SUPPLIED DATA:
═══

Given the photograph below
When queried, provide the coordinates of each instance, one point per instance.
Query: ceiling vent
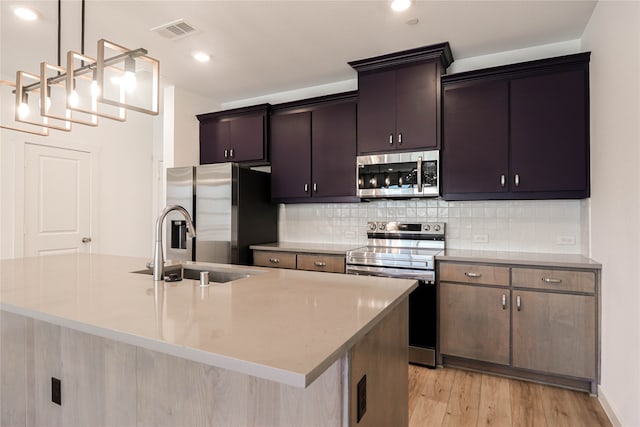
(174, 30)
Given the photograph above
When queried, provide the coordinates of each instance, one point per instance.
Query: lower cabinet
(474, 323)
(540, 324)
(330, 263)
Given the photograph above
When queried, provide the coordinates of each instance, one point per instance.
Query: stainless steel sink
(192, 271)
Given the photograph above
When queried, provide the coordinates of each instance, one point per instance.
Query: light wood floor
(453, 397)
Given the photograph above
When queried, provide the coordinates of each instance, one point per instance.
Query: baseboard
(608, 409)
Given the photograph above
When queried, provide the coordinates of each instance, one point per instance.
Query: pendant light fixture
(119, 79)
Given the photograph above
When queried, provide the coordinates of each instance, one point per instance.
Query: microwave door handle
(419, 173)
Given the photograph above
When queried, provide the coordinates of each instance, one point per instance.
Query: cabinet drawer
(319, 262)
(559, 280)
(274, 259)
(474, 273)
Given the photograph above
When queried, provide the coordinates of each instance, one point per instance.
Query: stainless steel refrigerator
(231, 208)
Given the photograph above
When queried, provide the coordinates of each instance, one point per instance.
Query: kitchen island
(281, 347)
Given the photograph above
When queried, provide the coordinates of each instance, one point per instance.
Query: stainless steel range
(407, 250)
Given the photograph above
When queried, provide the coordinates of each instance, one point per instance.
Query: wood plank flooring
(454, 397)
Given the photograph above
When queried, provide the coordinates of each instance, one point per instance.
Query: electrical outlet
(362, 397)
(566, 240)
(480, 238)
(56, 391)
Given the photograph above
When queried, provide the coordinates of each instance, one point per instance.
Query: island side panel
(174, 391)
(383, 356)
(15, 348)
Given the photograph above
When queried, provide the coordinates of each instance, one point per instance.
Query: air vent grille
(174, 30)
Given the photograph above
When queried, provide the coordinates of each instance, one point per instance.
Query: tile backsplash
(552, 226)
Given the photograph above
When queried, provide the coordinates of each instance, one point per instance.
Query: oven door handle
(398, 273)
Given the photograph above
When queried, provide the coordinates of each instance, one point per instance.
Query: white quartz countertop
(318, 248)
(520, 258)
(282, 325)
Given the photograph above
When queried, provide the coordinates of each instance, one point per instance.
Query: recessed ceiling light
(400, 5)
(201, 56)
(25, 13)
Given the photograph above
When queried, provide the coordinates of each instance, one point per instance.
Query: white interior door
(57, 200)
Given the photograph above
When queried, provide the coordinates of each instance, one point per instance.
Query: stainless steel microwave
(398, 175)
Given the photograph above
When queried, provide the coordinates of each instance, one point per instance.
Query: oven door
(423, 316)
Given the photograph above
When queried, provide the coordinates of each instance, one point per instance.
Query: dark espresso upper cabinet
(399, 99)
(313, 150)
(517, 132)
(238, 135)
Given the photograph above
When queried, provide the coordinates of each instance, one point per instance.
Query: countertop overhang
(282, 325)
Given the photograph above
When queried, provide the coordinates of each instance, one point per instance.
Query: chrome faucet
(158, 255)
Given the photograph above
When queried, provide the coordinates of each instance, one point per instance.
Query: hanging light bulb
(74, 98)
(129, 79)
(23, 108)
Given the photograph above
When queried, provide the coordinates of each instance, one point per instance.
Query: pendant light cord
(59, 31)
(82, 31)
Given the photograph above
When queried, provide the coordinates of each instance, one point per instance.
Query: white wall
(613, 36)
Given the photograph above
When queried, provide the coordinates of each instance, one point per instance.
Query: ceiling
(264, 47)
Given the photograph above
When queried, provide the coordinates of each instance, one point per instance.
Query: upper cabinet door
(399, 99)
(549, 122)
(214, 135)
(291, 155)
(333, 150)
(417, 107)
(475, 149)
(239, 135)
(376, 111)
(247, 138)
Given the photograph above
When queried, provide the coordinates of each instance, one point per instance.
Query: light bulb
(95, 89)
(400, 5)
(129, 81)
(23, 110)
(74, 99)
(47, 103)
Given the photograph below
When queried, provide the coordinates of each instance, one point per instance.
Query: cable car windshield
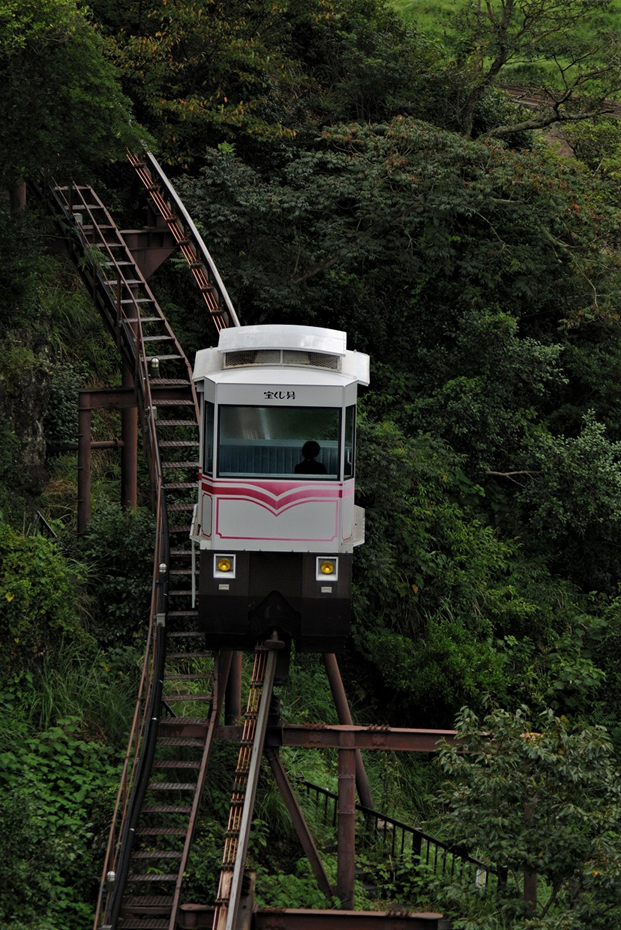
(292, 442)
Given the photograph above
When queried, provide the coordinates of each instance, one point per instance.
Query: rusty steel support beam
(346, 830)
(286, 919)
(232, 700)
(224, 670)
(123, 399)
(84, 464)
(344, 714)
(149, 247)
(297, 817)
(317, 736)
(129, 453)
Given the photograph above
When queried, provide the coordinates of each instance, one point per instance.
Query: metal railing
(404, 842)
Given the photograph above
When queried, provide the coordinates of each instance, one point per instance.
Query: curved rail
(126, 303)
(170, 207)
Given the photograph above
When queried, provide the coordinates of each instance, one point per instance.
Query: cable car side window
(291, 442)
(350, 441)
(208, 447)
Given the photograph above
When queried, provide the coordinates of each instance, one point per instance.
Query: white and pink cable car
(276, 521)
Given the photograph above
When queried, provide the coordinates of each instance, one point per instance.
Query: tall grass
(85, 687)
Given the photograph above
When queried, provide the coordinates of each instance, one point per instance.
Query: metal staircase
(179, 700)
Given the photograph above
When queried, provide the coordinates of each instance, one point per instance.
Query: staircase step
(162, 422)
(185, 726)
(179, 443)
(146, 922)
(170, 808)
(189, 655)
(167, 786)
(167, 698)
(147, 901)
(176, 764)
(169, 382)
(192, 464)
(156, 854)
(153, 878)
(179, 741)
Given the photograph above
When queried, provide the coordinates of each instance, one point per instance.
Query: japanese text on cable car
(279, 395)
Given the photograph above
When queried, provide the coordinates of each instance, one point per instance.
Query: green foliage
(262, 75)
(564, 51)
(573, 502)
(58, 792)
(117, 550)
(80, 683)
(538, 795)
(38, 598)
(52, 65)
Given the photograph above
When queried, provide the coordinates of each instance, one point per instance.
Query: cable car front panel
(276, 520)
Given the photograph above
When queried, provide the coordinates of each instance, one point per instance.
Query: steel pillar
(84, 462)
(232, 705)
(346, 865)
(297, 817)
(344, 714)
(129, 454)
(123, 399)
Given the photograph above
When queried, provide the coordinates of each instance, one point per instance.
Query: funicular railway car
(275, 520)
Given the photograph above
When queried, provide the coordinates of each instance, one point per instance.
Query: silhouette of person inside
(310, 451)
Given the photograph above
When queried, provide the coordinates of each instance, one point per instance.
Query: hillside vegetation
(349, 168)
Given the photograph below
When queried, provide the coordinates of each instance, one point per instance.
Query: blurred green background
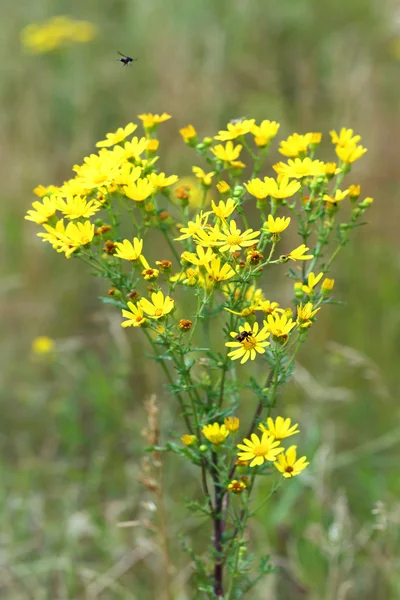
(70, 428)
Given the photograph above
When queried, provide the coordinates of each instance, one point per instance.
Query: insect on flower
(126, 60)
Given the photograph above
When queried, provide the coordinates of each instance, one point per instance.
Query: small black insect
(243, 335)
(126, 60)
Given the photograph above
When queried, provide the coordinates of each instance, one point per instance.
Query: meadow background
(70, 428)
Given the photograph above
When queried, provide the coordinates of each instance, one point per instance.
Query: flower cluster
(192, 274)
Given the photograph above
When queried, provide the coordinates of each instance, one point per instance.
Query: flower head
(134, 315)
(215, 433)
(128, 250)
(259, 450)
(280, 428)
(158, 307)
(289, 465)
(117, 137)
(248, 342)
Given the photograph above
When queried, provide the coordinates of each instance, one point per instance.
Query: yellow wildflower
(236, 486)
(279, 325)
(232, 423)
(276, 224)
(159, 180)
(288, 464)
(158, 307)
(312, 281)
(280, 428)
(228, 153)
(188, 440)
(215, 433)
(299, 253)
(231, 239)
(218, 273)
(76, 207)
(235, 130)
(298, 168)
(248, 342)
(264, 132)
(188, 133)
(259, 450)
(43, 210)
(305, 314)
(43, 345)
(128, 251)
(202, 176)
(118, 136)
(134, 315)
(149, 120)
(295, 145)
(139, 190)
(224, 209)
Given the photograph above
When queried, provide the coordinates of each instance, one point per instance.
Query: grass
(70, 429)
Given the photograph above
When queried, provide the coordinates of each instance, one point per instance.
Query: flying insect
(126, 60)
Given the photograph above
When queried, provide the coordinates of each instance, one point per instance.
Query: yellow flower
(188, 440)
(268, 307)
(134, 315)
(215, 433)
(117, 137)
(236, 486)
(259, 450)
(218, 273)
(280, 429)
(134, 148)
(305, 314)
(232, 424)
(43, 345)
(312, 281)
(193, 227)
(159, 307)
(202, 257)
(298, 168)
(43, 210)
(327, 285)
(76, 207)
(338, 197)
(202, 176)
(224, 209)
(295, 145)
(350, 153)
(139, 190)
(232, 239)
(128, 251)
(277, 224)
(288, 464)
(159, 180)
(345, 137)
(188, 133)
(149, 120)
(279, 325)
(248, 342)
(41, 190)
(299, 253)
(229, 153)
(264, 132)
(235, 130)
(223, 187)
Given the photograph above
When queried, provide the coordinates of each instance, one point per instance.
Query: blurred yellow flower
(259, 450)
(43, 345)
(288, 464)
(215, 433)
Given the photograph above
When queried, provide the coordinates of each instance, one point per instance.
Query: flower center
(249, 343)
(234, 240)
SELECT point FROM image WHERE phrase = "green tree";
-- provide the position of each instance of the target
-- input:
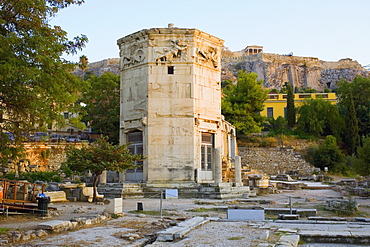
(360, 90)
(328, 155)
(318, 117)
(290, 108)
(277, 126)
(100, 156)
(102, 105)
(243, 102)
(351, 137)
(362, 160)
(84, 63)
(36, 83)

═══

AIM OF THE EXERCISE: Extract word for word every line from the line that contains "SELECT point FROM" to the final line of the data, both included, and nothing else; skip the pictures.

COMPLETED EXERCISE:
SELECT point FROM image WHERE phrase = "green tree";
-- provide the position of each instance of the target
-- input:
(360, 90)
(328, 155)
(318, 117)
(290, 108)
(277, 126)
(100, 156)
(102, 105)
(243, 102)
(351, 137)
(362, 160)
(84, 63)
(36, 83)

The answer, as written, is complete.